Print each record below character for character.
*** Block opens ***
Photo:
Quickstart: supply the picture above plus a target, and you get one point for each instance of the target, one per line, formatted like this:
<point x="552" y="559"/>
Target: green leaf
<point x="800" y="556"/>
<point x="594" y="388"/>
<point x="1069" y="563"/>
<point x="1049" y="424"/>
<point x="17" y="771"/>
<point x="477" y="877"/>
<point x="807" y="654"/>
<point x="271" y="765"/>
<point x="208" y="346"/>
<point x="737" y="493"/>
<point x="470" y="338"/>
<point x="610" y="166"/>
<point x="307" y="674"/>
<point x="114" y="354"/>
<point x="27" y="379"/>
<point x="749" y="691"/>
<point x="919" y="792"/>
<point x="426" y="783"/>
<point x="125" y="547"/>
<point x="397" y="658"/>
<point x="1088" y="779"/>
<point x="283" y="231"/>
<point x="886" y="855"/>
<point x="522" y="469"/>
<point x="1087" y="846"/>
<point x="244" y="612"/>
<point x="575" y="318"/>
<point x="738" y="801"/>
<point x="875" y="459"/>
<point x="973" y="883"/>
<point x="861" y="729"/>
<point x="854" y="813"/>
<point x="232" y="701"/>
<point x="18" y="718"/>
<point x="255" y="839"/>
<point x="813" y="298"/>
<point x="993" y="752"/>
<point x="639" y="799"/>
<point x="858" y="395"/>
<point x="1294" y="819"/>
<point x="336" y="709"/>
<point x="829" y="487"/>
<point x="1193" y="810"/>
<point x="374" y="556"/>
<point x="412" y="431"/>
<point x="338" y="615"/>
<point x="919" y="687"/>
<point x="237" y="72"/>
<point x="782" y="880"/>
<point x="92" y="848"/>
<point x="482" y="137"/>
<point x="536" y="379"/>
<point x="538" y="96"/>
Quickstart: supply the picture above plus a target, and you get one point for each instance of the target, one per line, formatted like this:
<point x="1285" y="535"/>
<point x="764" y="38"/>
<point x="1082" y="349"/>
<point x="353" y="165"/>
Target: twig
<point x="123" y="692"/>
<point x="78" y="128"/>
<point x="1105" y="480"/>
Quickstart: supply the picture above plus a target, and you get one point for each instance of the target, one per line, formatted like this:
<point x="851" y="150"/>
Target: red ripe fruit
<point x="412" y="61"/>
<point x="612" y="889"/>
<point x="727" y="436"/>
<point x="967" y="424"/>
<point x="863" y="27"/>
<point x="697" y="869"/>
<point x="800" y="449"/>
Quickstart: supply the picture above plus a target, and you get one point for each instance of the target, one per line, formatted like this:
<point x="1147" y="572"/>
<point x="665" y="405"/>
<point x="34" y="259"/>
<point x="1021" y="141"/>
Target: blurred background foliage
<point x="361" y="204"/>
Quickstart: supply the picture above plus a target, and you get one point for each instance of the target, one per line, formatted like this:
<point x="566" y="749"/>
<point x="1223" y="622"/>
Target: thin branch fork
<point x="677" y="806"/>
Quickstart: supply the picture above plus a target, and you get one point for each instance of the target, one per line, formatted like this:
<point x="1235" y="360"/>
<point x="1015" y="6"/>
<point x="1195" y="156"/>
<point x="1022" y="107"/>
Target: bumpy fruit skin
*** Block closes ***
- **Response**:
Photo:
Quickstart: supply the picture above plus a target, and you get one point for each instance of the target, one per line, formatted like this:
<point x="552" y="559"/>
Target: green leaf
<point x="800" y="556"/>
<point x="594" y="388"/>
<point x="1069" y="563"/>
<point x="1049" y="424"/>
<point x="17" y="771"/>
<point x="477" y="877"/>
<point x="807" y="654"/>
<point x="271" y="765"/>
<point x="208" y="346"/>
<point x="737" y="493"/>
<point x="470" y="338"/>
<point x="610" y="166"/>
<point x="307" y="674"/>
<point x="114" y="354"/>
<point x="27" y="379"/>
<point x="749" y="691"/>
<point x="919" y="792"/>
<point x="426" y="783"/>
<point x="125" y="547"/>
<point x="397" y="658"/>
<point x="1088" y="779"/>
<point x="283" y="231"/>
<point x="886" y="855"/>
<point x="522" y="469"/>
<point x="1087" y="846"/>
<point x="244" y="612"/>
<point x="575" y="318"/>
<point x="738" y="801"/>
<point x="875" y="459"/>
<point x="973" y="883"/>
<point x="861" y="729"/>
<point x="854" y="813"/>
<point x="232" y="701"/>
<point x="18" y="718"/>
<point x="255" y="839"/>
<point x="813" y="298"/>
<point x="993" y="752"/>
<point x="639" y="799"/>
<point x="858" y="395"/>
<point x="1294" y="819"/>
<point x="336" y="709"/>
<point x="829" y="487"/>
<point x="1193" y="810"/>
<point x="374" y="556"/>
<point x="412" y="431"/>
<point x="338" y="615"/>
<point x="919" y="687"/>
<point x="237" y="72"/>
<point x="782" y="880"/>
<point x="92" y="848"/>
<point x="482" y="137"/>
<point x="536" y="379"/>
<point x="538" y="96"/>
Quickstart: supply the picture above plus a target, and you get one point for each instance of the target, one per line, formatted like this:
<point x="1285" y="535"/>
<point x="764" y="38"/>
<point x="1082" y="349"/>
<point x="353" y="165"/>
Target: twig
<point x="123" y="692"/>
<point x="78" y="128"/>
<point x="1105" y="480"/>
Quickstart: supply the picture above plus a target, and you get one point for each instance of the target, one per line, formatted like this:
<point x="851" y="150"/>
Target: red ripe fruit
<point x="412" y="61"/>
<point x="612" y="889"/>
<point x="727" y="436"/>
<point x="967" y="424"/>
<point x="863" y="27"/>
<point x="697" y="869"/>
<point x="800" y="449"/>
Quickstart: supply the picture above plus a target, and you get one point for each instance of the target, one per line, formatted like this:
<point x="1147" y="572"/>
<point x="665" y="405"/>
<point x="34" y="259"/>
<point x="1021" y="141"/>
Target: blurred background foliage
<point x="361" y="204"/>
Quickstart: supply the picture above plus a target, and you get one point for each instance of the target, one per line, formatted like this:
<point x="566" y="749"/>
<point x="1223" y="622"/>
Target: thin branch fork
<point x="677" y="806"/>
Quickstart: supply the picture above plus a target, and you get one point for each instance of the target, one per line, formatted like this:
<point x="1235" y="360"/>
<point x="1015" y="6"/>
<point x="1195" y="156"/>
<point x="1022" y="107"/>
Target: bumpy fruit skin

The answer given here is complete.